'''

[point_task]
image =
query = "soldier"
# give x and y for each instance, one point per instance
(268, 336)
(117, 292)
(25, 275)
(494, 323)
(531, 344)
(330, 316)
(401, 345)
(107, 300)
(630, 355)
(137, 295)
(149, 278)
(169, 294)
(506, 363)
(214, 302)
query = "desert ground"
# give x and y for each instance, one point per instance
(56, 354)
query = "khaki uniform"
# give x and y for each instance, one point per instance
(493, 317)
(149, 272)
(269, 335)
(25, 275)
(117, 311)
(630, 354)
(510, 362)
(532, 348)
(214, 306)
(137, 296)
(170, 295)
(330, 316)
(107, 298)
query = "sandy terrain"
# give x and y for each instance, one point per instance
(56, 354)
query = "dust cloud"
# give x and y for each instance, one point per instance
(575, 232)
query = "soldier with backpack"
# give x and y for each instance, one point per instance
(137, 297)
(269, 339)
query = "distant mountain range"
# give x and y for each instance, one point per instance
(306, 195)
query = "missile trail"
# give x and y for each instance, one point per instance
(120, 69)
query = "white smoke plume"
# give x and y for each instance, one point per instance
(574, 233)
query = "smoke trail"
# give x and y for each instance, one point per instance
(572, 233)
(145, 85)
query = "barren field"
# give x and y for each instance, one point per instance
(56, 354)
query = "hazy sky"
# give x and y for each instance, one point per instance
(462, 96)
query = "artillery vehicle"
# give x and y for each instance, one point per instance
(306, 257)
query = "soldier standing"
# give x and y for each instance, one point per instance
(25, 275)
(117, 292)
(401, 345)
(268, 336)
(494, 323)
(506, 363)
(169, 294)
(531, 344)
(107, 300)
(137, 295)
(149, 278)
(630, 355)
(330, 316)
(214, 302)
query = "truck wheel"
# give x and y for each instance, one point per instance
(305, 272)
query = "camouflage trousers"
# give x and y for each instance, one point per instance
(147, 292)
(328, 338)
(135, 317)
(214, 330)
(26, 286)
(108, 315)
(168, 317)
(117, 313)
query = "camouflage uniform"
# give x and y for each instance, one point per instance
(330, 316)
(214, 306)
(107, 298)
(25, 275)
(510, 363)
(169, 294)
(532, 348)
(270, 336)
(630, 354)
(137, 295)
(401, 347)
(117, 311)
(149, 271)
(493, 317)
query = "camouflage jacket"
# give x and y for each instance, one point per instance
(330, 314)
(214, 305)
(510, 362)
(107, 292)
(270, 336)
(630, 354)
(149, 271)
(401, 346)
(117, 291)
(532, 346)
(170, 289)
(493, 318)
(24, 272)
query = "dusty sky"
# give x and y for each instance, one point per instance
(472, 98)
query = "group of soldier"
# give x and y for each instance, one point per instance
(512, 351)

'''

## Work instruction
The answer must be the full listing, written out word for word.

## Expected output
[point_task]
image =
query = "soldier"
# give x and y for each instance, one point per instance
(268, 336)
(117, 292)
(25, 275)
(494, 323)
(531, 344)
(330, 316)
(401, 345)
(107, 300)
(630, 355)
(137, 295)
(149, 278)
(169, 294)
(506, 363)
(214, 302)
query = "desert ground"
# give x and y for each instance, one point per instance
(56, 354)
query = "khaki uniform"
# give x and y for each instance, one point per instance
(493, 317)
(149, 272)
(269, 335)
(25, 275)
(117, 311)
(630, 354)
(510, 362)
(532, 348)
(214, 306)
(137, 296)
(170, 295)
(330, 316)
(107, 298)
query = "sandy terrain"
# give x and y for each instance, one point per instance
(56, 354)
query = "dust cloud"
# give x and y for each instance, one point per instance
(575, 232)
query = "soldier with backpack"
# give x and y for each instance, one point per instance
(137, 297)
(269, 339)
query = "distant mountain range"
# give x and y for each instance, one point per instance
(306, 195)
query = "missile trail"
# give x and y for each instance, one point per instance
(120, 69)
query = "white smoke plume"
# give x and y for each instance, one point per instance
(574, 233)
query = "smoke trail"
# give x and y for each instance, one point per instance
(572, 233)
(145, 85)
query = "barren field"
# give x and y for each instance, one point per instance
(56, 354)
query = "hazy sky"
# give x and y for each instance, one point per instance
(462, 96)
query = "artillery vehicle"
# give x and y for each instance, one point per instance
(306, 257)
query = "soldier standing"
# give x and y for each instance, one point per instance
(25, 275)
(117, 292)
(401, 345)
(268, 336)
(494, 323)
(506, 363)
(169, 294)
(531, 344)
(107, 300)
(137, 295)
(149, 278)
(630, 355)
(330, 316)
(214, 302)
query = "truck wheel"
# give x and y for each instance, one point per instance
(305, 272)
query = "camouflage trousers"
# give x and y for each instance, one point per instance
(147, 292)
(328, 338)
(135, 317)
(214, 330)
(26, 286)
(108, 315)
(168, 317)
(117, 313)
query = "camouflage uniform"
# give x and y for each instance, one point per instance
(330, 316)
(214, 306)
(107, 298)
(25, 275)
(510, 363)
(169, 294)
(532, 348)
(270, 336)
(630, 354)
(137, 295)
(401, 347)
(117, 311)
(149, 271)
(493, 317)
query = "camouflage jacket"
# give x and y for each instance, one point per instance
(330, 314)
(214, 305)
(510, 362)
(107, 292)
(270, 336)
(630, 354)
(149, 271)
(401, 346)
(117, 291)
(532, 346)
(170, 289)
(493, 318)
(24, 272)
query = "dusty sky"
# give x and y for each instance, one point per instance
(472, 98)
query = "group of soldier"
# give x and y for each instance, one point per instance
(512, 351)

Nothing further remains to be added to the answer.